**Exercise description**
Please rewrite the stretch from the line that contains "Note: for this drill we locate the amber" through the line that contains "(1019, 630)" as a Markdown table with the columns No. and Line, omitting any blank lines.
### Provided data
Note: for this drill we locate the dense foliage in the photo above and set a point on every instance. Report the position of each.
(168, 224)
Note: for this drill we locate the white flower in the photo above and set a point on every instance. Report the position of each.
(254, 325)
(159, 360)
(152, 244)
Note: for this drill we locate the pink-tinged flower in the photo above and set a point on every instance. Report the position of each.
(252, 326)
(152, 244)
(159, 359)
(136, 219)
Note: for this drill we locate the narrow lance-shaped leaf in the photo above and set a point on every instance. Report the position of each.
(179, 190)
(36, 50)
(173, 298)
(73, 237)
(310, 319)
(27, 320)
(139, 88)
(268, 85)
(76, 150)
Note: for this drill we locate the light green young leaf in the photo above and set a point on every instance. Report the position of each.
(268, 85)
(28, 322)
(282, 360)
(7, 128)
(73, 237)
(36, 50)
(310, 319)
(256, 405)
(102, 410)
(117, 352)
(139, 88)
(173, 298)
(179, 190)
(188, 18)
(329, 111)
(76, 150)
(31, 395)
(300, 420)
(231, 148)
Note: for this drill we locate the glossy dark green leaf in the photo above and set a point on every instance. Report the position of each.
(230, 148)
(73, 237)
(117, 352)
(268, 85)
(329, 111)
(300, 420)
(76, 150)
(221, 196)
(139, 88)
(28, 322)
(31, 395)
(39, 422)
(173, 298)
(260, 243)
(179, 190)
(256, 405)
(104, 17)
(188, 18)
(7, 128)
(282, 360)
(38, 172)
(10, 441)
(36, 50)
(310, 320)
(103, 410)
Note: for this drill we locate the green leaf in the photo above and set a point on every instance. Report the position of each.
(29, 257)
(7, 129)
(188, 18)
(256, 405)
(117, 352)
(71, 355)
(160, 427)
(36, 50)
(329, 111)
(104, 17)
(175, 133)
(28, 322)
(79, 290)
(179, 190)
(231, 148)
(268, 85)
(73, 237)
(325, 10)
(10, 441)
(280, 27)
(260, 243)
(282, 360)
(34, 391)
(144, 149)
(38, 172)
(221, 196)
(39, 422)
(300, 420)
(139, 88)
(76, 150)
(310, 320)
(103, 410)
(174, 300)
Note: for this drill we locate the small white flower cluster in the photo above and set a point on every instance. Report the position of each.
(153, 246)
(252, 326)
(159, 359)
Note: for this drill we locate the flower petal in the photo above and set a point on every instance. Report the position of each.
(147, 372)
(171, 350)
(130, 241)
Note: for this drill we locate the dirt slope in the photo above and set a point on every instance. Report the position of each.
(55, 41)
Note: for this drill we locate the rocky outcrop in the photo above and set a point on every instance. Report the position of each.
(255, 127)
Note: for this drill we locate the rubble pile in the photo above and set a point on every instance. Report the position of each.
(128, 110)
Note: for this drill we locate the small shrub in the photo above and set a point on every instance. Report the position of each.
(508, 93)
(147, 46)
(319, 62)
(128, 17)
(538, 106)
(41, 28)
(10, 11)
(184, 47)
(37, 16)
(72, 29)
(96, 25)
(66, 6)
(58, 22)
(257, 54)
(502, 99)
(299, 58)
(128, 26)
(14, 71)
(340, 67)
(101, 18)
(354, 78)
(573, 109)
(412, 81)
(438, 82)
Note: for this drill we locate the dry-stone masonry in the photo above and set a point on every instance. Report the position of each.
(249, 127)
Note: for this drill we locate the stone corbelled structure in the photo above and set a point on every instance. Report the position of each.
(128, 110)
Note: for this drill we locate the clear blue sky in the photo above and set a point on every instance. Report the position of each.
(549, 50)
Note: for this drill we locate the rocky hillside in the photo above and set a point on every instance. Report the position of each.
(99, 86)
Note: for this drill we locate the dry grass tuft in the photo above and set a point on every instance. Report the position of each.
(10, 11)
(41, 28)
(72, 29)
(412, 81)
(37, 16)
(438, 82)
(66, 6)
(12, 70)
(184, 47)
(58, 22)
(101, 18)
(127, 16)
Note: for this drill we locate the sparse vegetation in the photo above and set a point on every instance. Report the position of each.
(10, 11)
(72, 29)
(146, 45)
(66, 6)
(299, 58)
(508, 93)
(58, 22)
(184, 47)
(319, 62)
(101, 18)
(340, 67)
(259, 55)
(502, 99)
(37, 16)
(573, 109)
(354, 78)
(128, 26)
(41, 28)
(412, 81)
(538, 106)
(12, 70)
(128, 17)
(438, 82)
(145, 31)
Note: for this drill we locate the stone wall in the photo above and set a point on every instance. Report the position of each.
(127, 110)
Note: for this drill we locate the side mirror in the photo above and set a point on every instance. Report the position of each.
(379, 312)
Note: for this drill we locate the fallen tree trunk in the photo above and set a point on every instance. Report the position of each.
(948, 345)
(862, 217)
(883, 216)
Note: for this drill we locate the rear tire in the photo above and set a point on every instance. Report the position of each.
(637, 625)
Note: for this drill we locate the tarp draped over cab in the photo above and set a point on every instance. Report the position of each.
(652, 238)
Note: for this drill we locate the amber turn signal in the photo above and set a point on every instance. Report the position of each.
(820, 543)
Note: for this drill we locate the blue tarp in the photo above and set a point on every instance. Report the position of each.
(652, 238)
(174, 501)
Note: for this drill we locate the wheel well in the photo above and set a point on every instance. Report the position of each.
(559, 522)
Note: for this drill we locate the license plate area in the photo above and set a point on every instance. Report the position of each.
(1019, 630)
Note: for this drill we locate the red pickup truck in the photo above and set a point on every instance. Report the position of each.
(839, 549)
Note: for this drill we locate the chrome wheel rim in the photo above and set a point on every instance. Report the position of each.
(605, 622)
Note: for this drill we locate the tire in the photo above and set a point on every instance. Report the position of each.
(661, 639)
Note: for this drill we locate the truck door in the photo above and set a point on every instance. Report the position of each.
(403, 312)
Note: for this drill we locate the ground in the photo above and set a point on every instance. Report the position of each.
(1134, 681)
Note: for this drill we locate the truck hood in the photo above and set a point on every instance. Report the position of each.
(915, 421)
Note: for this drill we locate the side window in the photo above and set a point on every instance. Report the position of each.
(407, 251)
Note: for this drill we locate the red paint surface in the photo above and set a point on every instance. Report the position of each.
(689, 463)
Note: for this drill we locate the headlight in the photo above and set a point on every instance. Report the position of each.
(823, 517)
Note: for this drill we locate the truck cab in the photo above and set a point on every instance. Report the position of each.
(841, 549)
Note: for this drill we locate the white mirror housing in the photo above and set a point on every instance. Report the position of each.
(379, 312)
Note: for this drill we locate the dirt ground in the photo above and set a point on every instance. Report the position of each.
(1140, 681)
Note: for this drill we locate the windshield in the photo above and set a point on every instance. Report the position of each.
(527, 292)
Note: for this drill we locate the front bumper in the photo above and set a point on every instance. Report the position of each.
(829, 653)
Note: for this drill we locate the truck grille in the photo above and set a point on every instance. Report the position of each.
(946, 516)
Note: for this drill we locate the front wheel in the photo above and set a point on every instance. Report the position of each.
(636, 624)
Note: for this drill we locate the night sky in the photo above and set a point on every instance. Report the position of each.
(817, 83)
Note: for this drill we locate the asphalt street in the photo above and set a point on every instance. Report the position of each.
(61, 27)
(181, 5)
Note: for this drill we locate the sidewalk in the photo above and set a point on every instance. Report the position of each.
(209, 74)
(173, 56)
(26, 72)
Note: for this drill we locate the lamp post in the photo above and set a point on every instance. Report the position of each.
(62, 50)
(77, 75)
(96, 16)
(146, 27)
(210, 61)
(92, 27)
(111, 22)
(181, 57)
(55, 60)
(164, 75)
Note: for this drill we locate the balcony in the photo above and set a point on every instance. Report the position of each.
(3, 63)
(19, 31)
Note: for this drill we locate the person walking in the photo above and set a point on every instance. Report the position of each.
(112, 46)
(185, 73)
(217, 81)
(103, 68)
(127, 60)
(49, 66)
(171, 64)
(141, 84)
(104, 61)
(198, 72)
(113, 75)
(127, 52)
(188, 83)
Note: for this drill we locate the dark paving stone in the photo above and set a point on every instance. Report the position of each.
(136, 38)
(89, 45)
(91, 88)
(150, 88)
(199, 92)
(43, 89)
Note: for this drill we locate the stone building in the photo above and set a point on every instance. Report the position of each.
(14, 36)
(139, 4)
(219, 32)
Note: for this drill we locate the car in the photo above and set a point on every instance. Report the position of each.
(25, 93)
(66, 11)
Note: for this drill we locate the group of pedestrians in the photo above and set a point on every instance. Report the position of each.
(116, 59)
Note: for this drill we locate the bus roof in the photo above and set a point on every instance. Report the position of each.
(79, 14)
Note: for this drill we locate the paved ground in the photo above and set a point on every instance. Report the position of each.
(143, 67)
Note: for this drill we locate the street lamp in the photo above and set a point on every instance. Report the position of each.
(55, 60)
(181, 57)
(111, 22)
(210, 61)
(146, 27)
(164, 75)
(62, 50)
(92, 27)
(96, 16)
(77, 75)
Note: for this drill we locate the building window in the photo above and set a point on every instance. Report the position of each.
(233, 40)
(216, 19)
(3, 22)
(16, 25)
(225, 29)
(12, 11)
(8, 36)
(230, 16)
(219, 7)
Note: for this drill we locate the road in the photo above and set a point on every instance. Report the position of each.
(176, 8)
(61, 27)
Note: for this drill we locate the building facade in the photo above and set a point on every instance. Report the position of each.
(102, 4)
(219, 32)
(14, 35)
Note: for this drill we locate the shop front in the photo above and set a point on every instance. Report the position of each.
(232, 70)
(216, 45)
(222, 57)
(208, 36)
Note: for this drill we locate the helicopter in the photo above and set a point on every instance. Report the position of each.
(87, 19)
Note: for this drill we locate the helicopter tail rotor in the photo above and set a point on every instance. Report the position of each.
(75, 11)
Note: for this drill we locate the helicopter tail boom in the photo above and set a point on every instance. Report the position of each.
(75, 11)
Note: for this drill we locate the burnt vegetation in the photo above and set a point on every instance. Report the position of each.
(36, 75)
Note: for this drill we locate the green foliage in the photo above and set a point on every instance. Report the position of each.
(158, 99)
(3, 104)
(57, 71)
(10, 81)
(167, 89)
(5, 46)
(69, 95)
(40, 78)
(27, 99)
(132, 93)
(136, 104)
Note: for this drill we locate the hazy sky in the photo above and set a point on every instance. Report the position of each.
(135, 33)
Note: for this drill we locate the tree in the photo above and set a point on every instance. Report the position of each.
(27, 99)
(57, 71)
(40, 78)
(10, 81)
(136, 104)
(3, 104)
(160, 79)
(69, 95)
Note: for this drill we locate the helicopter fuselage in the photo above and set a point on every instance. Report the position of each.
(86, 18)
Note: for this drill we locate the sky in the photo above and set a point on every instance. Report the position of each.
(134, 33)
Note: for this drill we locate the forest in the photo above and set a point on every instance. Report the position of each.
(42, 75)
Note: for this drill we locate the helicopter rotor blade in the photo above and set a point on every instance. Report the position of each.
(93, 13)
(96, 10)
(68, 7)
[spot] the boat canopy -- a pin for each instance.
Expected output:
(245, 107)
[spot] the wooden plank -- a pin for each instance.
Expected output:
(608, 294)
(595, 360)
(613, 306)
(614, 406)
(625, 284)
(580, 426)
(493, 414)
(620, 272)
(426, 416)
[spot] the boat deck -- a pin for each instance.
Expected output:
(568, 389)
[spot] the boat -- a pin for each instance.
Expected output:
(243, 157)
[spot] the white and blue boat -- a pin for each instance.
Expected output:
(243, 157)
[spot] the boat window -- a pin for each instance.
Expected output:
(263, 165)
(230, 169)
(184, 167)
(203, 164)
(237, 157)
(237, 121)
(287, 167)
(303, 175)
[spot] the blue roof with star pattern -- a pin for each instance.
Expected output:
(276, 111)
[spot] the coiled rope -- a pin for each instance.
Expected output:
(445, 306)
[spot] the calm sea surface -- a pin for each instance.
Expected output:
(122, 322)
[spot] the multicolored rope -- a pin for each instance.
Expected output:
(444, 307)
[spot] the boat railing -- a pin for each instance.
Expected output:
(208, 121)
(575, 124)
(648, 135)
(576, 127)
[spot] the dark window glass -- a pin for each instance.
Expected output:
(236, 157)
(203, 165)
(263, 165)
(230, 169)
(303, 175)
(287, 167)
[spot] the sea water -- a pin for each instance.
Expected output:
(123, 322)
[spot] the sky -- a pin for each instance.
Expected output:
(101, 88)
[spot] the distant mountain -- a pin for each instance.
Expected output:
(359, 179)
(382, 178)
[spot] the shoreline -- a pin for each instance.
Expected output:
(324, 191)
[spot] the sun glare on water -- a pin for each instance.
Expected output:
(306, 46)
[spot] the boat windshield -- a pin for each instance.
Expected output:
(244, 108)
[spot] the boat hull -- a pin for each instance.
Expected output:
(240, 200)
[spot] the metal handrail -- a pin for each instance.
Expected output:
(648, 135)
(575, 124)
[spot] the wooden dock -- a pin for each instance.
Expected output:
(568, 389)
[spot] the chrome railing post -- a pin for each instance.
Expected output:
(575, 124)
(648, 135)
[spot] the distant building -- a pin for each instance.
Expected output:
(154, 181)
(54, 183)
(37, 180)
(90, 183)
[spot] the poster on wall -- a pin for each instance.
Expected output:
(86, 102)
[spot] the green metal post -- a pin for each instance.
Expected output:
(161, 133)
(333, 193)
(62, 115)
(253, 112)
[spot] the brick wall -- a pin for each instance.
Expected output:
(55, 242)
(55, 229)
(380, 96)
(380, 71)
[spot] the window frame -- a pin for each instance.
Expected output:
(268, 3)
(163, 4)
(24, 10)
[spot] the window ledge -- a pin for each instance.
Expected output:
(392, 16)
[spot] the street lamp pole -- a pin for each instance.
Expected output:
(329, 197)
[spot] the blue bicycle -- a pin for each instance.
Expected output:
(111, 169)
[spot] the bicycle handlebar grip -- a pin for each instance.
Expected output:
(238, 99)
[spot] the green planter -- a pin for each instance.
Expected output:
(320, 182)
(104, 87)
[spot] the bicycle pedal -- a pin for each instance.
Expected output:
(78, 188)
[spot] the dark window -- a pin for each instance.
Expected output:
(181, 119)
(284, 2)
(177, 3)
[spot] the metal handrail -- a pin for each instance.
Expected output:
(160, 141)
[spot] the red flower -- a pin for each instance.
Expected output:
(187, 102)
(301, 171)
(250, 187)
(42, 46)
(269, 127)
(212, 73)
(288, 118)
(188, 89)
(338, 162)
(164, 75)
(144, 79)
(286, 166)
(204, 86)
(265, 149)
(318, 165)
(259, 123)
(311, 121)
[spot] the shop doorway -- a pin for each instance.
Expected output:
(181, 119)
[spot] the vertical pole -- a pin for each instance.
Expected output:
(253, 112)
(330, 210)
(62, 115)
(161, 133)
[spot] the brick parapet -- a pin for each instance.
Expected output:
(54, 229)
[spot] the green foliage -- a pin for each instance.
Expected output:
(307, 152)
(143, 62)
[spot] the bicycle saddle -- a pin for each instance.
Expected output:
######
**Worked answer**
| No. | Line |
|---|---|
| 1 | Note: for this drill we locate the amber turn signal in the photo above and set a point on every instance. Report the position of each. |
| 2 | (820, 543) |
| 3 | Note: for this drill we locate the blue tarp in the photo above and set a point on every instance. Report the position of each. |
| 4 | (652, 238) |
| 5 | (174, 501) |
| 6 | Note: for this drill we locate the wheel well in the photo above and set a point on every instance. Report the position of each. |
| 7 | (559, 522) |
| 8 | Note: for this drill we locate the license plate area in the photo above and set a point on every instance. Report the position of each. |
| 9 | (1019, 630) |